---------- Material provided ----------

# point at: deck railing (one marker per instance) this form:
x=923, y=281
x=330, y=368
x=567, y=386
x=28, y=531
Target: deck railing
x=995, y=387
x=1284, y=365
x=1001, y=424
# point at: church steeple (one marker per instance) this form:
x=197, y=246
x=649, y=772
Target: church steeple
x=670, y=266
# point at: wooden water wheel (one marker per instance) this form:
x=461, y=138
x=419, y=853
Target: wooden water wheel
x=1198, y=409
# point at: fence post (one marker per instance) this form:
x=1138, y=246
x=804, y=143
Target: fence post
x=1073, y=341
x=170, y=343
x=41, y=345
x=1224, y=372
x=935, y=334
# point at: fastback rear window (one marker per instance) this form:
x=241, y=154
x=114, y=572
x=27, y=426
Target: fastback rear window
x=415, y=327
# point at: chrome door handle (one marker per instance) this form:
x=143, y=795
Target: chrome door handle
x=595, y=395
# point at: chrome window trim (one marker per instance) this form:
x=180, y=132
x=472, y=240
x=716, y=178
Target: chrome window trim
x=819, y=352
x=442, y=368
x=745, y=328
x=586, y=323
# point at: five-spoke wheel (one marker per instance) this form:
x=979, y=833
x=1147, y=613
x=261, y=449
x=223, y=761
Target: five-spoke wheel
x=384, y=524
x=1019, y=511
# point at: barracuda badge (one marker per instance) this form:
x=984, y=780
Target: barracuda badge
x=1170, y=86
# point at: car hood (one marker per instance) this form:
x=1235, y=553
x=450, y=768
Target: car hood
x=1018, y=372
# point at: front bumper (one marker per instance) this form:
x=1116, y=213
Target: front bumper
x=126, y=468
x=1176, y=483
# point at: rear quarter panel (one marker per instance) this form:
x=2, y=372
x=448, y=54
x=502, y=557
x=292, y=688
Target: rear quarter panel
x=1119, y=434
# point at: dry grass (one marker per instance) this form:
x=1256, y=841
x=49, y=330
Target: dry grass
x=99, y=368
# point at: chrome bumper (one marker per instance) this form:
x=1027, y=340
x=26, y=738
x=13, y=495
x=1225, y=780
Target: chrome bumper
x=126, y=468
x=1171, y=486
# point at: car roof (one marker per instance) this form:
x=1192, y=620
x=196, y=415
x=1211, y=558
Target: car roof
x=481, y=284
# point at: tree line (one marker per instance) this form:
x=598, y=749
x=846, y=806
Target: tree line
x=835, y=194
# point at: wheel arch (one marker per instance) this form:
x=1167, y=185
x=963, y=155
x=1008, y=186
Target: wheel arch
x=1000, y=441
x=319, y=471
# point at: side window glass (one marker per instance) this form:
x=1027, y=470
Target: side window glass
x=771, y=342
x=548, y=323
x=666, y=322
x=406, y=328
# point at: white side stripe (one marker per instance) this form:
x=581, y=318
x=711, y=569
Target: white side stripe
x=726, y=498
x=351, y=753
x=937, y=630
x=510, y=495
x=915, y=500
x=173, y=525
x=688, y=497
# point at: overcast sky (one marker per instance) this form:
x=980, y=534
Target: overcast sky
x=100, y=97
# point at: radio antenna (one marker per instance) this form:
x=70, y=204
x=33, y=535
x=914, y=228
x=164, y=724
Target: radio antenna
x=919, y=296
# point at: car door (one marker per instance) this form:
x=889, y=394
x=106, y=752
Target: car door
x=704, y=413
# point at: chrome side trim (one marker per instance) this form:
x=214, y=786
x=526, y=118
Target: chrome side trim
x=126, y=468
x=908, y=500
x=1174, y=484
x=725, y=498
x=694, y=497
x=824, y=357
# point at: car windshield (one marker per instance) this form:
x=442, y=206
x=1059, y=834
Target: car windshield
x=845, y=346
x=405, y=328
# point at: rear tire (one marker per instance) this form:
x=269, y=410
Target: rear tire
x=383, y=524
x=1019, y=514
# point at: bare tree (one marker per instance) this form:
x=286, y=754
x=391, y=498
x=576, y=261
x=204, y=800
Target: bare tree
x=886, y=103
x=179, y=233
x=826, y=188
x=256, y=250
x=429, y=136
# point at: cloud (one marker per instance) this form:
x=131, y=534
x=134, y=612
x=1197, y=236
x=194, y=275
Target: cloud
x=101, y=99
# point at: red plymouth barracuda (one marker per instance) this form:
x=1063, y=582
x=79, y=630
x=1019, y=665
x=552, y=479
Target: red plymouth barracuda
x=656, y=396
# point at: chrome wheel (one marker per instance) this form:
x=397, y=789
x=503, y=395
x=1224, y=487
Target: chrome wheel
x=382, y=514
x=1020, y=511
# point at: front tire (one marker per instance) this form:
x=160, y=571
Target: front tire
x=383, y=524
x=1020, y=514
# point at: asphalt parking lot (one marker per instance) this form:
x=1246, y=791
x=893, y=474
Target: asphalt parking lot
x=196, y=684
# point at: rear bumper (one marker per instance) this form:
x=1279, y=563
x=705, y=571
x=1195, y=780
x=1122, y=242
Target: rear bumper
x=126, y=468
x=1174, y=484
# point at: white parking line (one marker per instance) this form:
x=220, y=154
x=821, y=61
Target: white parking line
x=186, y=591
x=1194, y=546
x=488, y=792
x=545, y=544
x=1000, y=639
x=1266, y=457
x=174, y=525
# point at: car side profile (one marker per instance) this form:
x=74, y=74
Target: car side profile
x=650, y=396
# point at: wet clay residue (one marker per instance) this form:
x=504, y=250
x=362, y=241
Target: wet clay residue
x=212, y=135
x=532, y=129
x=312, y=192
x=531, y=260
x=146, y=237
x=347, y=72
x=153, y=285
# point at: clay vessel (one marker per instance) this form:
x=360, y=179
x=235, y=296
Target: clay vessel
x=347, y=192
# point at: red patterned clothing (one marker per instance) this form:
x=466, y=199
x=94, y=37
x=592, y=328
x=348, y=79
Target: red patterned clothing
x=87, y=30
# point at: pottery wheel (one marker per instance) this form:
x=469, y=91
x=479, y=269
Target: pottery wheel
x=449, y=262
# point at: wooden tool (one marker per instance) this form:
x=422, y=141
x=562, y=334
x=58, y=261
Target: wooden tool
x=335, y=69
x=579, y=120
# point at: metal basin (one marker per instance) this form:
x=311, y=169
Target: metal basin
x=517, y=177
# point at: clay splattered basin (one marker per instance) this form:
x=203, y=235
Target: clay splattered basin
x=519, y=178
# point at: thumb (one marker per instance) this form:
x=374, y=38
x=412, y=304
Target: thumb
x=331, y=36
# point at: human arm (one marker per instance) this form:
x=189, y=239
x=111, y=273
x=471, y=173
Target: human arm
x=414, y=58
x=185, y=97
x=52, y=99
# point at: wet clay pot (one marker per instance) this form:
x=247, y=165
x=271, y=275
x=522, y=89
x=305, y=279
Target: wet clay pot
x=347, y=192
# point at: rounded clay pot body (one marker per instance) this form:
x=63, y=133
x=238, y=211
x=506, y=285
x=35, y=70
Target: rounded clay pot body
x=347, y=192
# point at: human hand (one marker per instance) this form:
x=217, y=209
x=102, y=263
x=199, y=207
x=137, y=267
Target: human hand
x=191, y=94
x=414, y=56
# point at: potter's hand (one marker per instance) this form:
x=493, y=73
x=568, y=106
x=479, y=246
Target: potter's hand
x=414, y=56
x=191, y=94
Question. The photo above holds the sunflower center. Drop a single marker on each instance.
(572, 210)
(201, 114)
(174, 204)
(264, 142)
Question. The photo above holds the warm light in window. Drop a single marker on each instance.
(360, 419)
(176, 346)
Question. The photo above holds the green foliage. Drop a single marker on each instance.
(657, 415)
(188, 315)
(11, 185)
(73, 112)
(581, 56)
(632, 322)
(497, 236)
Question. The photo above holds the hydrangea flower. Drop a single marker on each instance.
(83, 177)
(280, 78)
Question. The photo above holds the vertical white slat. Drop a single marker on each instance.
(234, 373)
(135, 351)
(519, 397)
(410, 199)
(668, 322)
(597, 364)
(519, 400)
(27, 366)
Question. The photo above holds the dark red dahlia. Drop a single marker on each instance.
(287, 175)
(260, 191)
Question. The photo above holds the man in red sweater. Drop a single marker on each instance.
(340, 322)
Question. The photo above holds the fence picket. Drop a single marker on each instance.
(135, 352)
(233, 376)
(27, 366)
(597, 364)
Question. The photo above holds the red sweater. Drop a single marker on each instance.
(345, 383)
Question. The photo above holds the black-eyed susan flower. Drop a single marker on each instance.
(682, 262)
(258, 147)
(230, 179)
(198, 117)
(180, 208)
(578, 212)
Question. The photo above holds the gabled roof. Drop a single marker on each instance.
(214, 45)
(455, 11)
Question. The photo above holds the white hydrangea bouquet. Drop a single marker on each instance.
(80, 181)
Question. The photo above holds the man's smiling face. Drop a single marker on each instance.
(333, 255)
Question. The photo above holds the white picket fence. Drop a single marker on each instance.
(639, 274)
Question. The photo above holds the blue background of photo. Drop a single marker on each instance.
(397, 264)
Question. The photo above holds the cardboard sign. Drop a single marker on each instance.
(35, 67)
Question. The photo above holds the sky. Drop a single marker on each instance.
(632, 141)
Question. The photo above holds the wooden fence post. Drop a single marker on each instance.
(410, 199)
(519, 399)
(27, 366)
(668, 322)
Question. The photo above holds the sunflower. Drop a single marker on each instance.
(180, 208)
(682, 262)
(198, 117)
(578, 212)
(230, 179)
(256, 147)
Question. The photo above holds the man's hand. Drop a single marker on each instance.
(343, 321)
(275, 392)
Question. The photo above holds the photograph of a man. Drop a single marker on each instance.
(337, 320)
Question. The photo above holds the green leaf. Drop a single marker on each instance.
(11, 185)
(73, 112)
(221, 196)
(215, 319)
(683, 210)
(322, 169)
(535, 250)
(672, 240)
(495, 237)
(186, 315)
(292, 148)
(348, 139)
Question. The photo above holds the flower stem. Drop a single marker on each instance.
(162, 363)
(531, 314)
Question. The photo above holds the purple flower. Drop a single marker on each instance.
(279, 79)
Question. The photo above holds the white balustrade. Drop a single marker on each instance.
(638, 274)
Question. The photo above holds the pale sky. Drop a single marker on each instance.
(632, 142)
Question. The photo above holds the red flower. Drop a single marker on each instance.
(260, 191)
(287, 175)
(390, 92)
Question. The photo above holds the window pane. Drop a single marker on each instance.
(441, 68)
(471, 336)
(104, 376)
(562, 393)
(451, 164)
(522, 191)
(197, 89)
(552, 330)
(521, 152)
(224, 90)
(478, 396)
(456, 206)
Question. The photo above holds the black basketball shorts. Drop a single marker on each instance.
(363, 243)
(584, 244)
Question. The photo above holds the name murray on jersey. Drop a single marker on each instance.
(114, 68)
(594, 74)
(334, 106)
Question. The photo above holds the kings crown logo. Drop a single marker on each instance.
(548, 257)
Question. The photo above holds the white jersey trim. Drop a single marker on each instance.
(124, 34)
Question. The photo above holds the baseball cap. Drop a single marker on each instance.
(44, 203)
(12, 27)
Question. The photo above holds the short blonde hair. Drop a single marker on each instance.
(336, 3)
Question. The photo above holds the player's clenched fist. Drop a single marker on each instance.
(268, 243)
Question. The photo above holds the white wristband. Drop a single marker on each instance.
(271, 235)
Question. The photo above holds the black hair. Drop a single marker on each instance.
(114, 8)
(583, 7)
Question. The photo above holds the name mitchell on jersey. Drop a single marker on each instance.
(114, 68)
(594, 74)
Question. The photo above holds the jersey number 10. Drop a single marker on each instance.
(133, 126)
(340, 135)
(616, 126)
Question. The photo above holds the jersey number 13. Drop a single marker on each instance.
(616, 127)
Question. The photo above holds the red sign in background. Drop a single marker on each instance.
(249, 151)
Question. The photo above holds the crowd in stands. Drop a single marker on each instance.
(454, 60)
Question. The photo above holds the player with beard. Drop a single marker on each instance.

----------

→ What the task requires: Beginning at the top of the data, extract each line through the line containing "x=472, y=240" and return those lines exactly, with nothing added.

→ Task result:
# point at: deck railing (one marker per instance) this form:
x=923, y=281
x=330, y=368
x=567, y=386
x=28, y=531
Target: deck railing
x=995, y=387
x=1284, y=365
x=1001, y=424
# point at: church steeple (one marker per instance) this form:
x=197, y=246
x=649, y=772
Target: church steeple
x=670, y=266
# point at: wooden water wheel (one marker per instance) this form:
x=461, y=138
x=419, y=853
Target: wooden water wheel
x=1198, y=409
# point at: fence post (one marker per instance) this form:
x=1138, y=246
x=804, y=143
Target: fence post
x=1073, y=341
x=170, y=343
x=41, y=345
x=1224, y=372
x=935, y=334
# point at: fastback rear window (one marker per instance) this form:
x=241, y=154
x=114, y=572
x=27, y=426
Target: fastback rear window
x=415, y=327
# point at: chrome door handle (one marker per instance) this form:
x=143, y=795
Target: chrome door handle
x=595, y=395
# point at: chrome window trim (one marker per instance) this form:
x=180, y=132
x=472, y=240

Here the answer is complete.